---------- PROVIDED DATA ----------

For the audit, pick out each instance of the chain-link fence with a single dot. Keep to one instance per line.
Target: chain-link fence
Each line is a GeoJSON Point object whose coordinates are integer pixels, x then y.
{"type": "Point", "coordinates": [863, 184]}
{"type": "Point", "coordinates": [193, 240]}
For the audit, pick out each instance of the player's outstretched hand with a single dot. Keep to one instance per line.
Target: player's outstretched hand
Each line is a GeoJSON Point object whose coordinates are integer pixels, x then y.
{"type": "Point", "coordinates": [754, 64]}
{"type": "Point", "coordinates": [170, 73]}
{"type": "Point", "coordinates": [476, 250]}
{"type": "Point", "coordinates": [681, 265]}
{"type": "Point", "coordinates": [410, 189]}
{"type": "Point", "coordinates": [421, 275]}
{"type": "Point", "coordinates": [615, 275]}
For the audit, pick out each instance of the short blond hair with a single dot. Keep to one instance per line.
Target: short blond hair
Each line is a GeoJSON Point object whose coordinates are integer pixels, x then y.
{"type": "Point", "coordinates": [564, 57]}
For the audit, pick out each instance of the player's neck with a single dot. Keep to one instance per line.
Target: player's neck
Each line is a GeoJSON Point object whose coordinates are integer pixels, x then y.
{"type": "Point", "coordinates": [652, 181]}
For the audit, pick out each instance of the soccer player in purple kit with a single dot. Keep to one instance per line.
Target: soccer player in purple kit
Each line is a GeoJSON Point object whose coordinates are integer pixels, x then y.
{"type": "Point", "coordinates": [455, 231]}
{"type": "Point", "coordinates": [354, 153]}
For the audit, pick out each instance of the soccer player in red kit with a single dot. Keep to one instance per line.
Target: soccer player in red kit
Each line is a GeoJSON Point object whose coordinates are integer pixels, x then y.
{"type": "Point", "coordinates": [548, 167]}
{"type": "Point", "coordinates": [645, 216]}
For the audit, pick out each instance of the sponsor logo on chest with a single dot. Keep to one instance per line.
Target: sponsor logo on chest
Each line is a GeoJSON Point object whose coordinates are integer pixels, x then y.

----------
---------- PROVIDED DATA ----------

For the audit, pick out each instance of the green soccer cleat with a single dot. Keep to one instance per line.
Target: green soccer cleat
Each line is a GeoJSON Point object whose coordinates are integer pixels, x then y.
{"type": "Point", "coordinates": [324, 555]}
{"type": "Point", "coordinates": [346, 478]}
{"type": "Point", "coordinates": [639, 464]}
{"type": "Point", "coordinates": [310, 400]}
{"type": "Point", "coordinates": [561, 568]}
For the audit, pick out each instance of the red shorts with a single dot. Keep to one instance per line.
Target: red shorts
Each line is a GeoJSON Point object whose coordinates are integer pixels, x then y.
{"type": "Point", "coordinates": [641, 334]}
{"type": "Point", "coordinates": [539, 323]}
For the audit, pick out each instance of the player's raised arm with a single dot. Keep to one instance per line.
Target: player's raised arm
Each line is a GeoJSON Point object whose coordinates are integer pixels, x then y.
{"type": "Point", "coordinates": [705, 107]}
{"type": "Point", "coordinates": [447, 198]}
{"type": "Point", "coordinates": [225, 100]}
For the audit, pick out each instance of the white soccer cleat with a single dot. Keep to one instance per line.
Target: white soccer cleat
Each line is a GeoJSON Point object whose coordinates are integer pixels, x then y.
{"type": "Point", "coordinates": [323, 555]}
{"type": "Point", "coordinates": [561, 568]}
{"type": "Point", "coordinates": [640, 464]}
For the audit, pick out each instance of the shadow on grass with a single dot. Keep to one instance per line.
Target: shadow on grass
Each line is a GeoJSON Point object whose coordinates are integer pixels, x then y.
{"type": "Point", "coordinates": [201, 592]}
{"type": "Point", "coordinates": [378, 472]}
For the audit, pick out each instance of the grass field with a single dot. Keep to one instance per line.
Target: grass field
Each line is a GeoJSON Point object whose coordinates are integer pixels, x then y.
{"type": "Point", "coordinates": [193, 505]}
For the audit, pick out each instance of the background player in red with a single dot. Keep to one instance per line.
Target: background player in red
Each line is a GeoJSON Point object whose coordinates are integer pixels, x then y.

----------
---------- PROVIDED DATA ----------

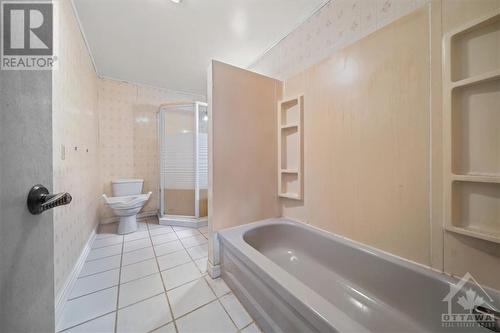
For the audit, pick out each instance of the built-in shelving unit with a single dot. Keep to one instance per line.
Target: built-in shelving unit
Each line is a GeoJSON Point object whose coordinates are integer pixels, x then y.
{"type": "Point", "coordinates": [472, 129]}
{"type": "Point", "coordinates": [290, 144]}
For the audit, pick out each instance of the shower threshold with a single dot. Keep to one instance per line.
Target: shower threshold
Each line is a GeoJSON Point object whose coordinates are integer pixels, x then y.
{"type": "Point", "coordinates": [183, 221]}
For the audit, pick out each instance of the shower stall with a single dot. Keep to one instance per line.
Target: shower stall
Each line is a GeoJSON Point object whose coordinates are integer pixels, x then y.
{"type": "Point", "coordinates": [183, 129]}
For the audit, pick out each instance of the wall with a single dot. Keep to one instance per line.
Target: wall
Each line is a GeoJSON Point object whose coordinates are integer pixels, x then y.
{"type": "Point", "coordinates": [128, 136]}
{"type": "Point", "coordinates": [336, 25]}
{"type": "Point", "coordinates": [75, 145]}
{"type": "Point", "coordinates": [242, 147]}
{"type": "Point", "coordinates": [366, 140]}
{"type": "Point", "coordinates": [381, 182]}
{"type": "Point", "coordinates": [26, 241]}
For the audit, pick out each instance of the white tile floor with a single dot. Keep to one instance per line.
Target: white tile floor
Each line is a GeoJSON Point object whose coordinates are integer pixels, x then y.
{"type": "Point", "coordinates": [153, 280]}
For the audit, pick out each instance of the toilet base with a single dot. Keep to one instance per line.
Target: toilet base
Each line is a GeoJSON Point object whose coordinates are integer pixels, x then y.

----------

DIRECTIONS FOR THIS TASK: Pull out every line in the entries above that includes the word "player", and copy each one over unchanged.

SOLUTION:
For the audit, pick out each instance of the player's outstretched hand with a single dot. Keep to one instance per line.
Target: player's outstretched hand
For the audit, pick out each instance of the player's neck with a single dot. Keep to one instance per line.
Target: player's neck
For the audit, pick out each instance of the soccer player in purple kit with a single dot. Keep to one instance per line.
Target: soccer player in purple kit
For the audit, pick out each instance of the soccer player in red kit with a single dot. Keep to one instance per line.
Target: soccer player in red kit
For the audit, pick out each instance of the player's raised arm with a single dot. Keep to one instance per line.
Target: player's raised arm
For the audit, pick out each instance of the background player in red with a single dot. Keep to one instance per line.
Target: background player in red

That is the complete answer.